→ **GIVEN INSTRUCTION**: Reproduce word for word everything in the material below from the line containing "Exercise. Find the person in gray" down to the line containing "pixel 110 46", including both of those lines.

→ **MATERIAL**:
>>>

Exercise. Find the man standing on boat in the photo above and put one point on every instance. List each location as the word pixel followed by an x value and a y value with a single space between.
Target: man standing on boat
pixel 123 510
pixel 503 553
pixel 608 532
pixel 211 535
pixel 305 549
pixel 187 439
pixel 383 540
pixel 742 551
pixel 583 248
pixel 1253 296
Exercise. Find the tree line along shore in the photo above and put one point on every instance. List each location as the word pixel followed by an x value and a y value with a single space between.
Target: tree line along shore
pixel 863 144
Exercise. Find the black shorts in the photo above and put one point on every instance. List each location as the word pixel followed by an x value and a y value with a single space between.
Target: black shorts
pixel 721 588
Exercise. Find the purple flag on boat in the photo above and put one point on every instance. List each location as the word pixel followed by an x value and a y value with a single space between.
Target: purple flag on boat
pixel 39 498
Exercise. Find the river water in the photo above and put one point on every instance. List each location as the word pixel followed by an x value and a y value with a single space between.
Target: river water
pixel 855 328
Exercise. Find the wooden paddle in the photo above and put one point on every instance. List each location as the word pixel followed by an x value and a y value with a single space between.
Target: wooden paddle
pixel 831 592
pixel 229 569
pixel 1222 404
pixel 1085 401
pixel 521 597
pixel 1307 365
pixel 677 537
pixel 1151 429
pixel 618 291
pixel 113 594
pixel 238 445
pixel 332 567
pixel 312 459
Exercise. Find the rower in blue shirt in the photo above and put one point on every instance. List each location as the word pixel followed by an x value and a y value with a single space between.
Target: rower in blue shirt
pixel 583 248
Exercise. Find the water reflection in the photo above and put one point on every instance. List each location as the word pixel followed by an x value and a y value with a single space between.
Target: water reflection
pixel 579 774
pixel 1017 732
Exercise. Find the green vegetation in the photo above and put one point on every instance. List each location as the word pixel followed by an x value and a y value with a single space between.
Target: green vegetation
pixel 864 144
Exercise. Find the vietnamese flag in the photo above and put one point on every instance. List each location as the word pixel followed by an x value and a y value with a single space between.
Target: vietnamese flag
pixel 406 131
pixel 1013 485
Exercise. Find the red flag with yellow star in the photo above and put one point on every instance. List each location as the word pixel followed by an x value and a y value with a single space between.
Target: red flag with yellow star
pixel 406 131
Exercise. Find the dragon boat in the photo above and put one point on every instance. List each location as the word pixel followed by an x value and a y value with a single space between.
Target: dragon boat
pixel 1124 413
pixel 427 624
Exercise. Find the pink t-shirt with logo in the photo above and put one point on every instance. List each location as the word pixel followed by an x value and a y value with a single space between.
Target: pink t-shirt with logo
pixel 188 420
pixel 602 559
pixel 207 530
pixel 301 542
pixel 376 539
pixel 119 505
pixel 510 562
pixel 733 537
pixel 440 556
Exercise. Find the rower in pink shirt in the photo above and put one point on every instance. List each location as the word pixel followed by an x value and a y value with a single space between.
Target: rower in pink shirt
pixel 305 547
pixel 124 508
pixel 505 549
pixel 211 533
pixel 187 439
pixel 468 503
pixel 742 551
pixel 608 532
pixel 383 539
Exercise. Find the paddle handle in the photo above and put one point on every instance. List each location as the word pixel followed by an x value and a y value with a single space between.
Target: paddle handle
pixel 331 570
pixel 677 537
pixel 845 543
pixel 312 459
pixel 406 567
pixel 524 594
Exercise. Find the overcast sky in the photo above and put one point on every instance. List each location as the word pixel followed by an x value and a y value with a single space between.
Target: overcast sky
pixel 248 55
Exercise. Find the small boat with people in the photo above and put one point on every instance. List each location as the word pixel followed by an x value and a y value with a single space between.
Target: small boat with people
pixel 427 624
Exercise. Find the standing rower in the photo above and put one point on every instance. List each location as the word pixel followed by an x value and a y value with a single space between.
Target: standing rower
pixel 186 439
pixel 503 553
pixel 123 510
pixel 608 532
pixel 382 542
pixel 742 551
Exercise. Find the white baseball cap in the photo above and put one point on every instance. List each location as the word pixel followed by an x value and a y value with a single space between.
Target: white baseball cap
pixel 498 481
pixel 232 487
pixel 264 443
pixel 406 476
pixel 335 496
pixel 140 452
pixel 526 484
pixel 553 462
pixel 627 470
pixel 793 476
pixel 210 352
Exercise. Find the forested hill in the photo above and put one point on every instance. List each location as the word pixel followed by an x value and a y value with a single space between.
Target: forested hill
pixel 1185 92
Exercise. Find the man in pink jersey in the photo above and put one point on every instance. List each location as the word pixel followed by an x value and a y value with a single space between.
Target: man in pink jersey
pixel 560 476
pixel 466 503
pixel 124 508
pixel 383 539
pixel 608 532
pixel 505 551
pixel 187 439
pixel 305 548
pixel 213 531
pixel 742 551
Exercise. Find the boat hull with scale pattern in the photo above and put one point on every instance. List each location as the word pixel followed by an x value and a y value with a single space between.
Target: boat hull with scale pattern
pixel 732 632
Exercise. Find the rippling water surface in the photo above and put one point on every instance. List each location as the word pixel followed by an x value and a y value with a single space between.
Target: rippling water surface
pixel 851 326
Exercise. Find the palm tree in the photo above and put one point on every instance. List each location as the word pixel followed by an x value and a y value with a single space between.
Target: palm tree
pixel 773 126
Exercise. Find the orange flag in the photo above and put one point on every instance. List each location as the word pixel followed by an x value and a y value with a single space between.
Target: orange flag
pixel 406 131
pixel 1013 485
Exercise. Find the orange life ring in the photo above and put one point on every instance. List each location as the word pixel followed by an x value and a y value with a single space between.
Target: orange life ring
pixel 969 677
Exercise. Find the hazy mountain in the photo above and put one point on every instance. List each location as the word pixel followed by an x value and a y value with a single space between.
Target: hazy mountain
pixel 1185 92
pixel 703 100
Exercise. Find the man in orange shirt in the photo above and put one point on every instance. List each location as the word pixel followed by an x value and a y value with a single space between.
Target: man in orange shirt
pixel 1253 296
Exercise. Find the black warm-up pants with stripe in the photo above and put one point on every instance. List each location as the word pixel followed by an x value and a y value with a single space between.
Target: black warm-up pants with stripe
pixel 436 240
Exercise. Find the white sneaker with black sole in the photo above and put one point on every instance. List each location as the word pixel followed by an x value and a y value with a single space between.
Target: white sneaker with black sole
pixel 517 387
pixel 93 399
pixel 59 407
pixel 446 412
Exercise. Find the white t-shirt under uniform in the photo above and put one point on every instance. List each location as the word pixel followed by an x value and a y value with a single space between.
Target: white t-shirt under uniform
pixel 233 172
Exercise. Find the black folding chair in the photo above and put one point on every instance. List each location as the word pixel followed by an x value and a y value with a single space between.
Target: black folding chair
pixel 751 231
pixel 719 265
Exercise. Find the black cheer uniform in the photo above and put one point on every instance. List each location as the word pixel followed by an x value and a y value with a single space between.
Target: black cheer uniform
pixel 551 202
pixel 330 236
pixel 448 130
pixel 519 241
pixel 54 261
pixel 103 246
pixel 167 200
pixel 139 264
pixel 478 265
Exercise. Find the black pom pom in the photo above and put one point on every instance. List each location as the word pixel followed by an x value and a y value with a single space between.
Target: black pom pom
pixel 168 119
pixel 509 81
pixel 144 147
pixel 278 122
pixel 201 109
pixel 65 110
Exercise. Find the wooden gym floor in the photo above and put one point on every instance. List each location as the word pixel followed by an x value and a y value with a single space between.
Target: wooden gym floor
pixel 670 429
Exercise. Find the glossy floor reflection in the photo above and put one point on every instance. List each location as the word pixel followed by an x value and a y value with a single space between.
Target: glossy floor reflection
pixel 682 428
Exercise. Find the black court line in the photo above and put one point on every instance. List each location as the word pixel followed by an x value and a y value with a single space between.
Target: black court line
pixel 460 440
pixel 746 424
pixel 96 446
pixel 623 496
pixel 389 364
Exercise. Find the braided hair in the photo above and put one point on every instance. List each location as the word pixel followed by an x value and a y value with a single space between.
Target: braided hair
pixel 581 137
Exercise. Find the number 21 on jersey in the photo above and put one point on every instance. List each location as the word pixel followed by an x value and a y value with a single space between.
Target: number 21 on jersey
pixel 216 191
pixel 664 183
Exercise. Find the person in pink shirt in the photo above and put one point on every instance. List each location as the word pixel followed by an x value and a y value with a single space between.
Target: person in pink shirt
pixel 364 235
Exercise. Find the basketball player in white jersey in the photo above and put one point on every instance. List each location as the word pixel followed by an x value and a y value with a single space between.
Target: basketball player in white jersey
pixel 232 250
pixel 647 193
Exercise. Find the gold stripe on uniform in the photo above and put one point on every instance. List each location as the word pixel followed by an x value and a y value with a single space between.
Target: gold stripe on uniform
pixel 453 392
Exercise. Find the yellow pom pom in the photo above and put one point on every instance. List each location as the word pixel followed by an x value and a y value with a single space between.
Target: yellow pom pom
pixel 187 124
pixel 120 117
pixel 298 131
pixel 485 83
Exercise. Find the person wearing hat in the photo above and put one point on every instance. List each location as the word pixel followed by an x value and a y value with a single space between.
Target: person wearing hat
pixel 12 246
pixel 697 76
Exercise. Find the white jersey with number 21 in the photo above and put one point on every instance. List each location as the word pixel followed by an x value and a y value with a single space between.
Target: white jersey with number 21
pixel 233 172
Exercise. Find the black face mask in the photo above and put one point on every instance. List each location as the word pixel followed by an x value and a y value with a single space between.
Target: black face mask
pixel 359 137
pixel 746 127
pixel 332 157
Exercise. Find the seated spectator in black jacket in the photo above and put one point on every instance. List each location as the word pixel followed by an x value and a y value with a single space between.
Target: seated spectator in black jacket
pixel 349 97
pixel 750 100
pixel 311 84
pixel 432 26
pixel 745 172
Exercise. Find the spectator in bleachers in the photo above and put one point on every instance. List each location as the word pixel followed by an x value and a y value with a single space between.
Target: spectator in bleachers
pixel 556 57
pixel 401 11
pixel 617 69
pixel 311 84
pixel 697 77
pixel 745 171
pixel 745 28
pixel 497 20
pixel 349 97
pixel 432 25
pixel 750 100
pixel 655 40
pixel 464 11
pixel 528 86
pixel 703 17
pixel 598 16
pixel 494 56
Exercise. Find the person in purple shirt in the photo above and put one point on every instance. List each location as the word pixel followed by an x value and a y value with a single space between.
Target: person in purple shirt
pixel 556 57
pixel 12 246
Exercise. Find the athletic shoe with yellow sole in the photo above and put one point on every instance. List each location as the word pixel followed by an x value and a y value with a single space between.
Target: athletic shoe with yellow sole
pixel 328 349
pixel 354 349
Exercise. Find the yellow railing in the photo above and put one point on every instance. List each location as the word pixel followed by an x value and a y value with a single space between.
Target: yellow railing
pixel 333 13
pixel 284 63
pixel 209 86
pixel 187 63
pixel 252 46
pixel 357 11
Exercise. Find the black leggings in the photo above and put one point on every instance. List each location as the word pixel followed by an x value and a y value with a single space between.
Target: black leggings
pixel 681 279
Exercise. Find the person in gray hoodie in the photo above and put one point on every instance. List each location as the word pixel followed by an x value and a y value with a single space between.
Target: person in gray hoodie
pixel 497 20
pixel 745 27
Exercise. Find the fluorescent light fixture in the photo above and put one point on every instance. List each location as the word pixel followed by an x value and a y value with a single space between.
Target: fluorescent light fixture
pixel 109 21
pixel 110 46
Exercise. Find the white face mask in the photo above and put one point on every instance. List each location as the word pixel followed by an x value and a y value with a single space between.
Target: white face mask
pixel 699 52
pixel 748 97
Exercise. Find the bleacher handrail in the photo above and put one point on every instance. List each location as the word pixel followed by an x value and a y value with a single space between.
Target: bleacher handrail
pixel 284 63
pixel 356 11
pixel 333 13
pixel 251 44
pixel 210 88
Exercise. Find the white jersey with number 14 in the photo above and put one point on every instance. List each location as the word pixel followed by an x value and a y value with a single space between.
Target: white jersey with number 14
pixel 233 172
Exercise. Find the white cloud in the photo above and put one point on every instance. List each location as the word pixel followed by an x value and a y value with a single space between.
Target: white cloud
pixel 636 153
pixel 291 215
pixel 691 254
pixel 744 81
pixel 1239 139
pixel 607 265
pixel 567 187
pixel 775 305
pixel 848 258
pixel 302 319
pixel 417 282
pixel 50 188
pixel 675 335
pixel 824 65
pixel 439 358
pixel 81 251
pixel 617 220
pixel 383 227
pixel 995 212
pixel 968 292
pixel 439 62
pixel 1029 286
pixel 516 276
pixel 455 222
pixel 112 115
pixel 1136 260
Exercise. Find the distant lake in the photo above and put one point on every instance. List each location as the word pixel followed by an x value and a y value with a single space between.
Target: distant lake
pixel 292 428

<<<

→ **FULL RESPONSE**:
Exercise. Find the person in gray hoodie in the photo above and put one point on every instance. List each location as the word pixel followed by an x value and a y value with a single space between.
Target: person in gray hoodie
pixel 497 20
pixel 745 27
Exercise. Find the fluorescent light fixture in the photo above and put one point on every instance. List each location as the word pixel followed by an x value and a y value with a single space between.
Target: fluorescent light fixture
pixel 109 21
pixel 110 46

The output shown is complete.